• **Instructions for the task**
All of the material below is to be repeated exactly.

• **Source records**
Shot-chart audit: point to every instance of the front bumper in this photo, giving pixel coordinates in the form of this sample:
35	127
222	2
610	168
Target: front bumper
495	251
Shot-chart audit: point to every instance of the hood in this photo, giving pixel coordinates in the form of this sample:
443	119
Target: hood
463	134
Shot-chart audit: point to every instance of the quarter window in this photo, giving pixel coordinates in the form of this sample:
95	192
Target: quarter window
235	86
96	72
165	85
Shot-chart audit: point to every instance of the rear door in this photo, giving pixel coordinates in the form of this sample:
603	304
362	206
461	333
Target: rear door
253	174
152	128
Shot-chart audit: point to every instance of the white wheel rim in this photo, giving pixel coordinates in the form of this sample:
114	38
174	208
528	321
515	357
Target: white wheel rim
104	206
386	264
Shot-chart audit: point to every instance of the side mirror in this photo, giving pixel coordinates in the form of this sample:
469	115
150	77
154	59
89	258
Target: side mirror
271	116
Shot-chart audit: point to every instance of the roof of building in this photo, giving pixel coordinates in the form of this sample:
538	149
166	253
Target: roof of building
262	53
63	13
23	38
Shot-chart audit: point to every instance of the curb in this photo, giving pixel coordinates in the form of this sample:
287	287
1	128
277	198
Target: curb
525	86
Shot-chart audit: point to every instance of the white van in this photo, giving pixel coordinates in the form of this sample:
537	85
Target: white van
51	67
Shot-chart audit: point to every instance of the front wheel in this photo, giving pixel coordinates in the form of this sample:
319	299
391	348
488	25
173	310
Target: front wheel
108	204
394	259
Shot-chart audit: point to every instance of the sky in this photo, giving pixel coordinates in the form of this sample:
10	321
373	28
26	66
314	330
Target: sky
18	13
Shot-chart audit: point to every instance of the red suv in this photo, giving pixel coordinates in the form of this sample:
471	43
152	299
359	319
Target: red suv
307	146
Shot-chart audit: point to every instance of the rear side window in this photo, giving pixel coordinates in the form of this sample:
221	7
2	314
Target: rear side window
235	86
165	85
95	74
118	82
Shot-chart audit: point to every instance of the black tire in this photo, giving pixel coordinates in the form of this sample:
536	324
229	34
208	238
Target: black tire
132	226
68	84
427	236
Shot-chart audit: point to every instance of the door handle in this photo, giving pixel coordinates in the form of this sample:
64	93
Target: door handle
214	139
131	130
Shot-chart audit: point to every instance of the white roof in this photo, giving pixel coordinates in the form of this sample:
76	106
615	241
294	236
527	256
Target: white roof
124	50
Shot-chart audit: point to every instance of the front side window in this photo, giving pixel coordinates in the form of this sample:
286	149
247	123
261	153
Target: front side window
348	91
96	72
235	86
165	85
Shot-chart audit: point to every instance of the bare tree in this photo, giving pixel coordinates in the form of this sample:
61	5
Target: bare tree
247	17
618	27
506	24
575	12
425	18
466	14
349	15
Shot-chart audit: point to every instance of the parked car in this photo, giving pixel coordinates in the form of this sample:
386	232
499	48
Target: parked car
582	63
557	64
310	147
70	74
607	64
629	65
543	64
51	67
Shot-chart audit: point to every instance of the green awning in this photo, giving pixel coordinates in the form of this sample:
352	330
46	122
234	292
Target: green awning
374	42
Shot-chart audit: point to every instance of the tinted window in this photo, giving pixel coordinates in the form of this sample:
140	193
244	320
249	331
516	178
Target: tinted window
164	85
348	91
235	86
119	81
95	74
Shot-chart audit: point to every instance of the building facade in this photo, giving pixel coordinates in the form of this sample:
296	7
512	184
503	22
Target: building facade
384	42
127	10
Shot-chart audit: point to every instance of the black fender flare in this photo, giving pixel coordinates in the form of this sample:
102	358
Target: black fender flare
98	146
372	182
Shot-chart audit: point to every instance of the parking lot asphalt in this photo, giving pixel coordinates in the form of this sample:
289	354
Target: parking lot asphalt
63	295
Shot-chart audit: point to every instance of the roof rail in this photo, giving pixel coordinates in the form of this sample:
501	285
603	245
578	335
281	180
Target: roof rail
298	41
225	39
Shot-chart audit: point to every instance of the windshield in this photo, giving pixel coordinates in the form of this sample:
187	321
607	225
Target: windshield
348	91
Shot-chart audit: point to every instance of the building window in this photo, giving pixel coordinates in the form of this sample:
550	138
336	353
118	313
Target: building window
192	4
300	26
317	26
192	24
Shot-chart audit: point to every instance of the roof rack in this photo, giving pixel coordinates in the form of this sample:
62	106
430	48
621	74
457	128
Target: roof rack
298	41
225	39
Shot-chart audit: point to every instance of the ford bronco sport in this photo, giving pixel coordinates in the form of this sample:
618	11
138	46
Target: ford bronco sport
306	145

• **Output**
Shot-chart audit: point to every instance of the front bumper in this photo, giving pixel coordinates in the form of this sample:
35	127
222	2
610	168
Target: front bumper
495	251
Shot-chart audit: point to every instance of the hood in this photo, giving pixel coordinates in the form of this sample:
443	119
Target: hood
463	134
Shot-chart audit: point to every instance of the quarter window in this photo, giving pixel coordinates in the form of this sample:
95	192
Target: quarter window
235	86
96	72
165	85
Shot-chart audit: point to every instance of the rear door in this photo, giving pixel coordinates in the form of this sample:
603	304
362	206
461	333
Target: rear door
253	174
152	128
Shot-chart audit: point to every instance of the white wheel rim in this photo, giving pixel coordinates in the form of this sample:
114	38
174	208
528	321
515	357
Target: white wheel rim
104	206
386	264
Shot-chart audit: point to every instance of the side mirror in this photo, giving pixel coordinates in the form of this sample:
469	115
150	77
154	59
89	258
Target: side mirror
271	116
Shot-chart audit: point to every instance of the roof of building in this photo, giving pixel coordinates in the form of this sample:
538	149
166	253
Target: roof of building
262	53
63	13
23	38
Shot-chart audit: point to every instance of the curb in this photo, giving pixel coordinates in the form of this sample:
287	287
1	128
277	198
Target: curb
525	86
Shot-chart audit: point to every instance of the white van in this photo, giving pixel coordinates in the form of this sample:
537	85
Target: white van
51	67
Shot-chart audit: point to every instance of the front wheel in this photo, giving pixel coordinates in the form of this sample:
319	299
391	348
488	25
173	310
Target: front wheel
108	204
394	259
Shot-chart audit: point to every instance of the sky in this photo, giving pixel coordinates in the form of this sample:
10	321
373	28
26	66
314	330
Target: sky
18	13
Shot-chart audit: point to every instance of the red suv in this photo, giving pixel coordinates in the form of this sample:
471	43
152	299
359	319
Target: red suv
307	146
Shot-chart audit: point to every instance of the rear side window in this photo, giving pixel coordinates in the form of this sample:
221	7
2	314
Target: rear side window
235	86
165	85
95	74
118	82
Shot-chart audit: point to every instance of the black tire in this photo, giving pixel coordinates in the form of this sample:
536	324
229	34
208	238
Target: black tire
132	226
68	84
427	236
Shot-chart audit: point to every instance of the door handle in this photo, giving pixel coordinates in the form of this sample:
64	93
Target: door handle
214	139
131	130
Shot-chart audit: point to every instance of the white roof in this photo, giving pixel coordinates in the form of this sample:
76	106
615	241
294	236
527	256
Target: white roof
124	50
Shot-chart audit: point to every instance of the front side window in this photo, giving pixel coordinates in the form of this sample:
286	149
247	123
261	153
Target: front side window
348	91
96	72
235	86
165	85
Shot-chart audit: point to every instance of the bare tree in this photo, giving pixel coordinates in the form of this sample:
61	5
Target: bare tree
247	17
618	27
506	24
575	12
425	18
466	14
349	15
Shot-chart audit: point to every instance of the parked car in this photo, giving pixel coordinates in the form of this sample:
386	232
499	48
Target: parked car
582	63
557	64
310	147
70	74
607	64
629	65
543	64
51	67
Shot-chart audit: point to every instance of the green awning in this photo, giving pixel coordinates in the form of this sample:
352	330
46	122
234	292
Target: green awning
374	42
Shot-chart audit: point to every instance of the tinted window in this photo, giving pixel coordinates in the form of this sample:
140	193
244	320
249	331
516	178
Target: tinted window
164	85
348	91
235	86
119	81
95	74
Shot-chart audit: point to every instance of the building facade in this photo, giving pixel coordinates in the form of this sample:
296	7
512	184
503	22
Target: building facade
384	42
127	10
Shot-chart audit: point to every instance of the black fender flare in this photo, giving pixel coordinates in the form of this sample:
102	358
Target: black fender flare
98	146
372	182
Shot-chart audit: point to every instance of the parking lot asphalt in this photo, giving pixel coordinates in the form of this sample:
289	354
Target: parking lot asphalt
63	295
Shot-chart audit: point to every instance of the roof rail in this photo, giving pixel coordinates in the form of this sample:
501	285
603	245
578	335
281	180
Target: roof rail
298	41
225	39
Shot-chart audit: point to every instance of the windshield in this photo, giving pixel coordinates in the form of this sample:
187	321
607	225
Target: windshield
348	91
Shot-chart audit: point to every instance of the building window in this photo, giving pixel coordinates in the form of this sample:
550	138
336	353
118	313
Target: building window
192	4
300	26
317	26
192	24
Shot-chart audit: point to every instance of the roof rack in this photo, giving pixel coordinates in the form of this sample:
62	106
430	48
621	74
457	128
Target: roof rack
298	41
225	39
Shot-chart audit: point to every instance of the ford bronco sport in this photo, giving pixel coordinates in the form of this sample:
618	11
138	46
Target: ford bronco sport
306	145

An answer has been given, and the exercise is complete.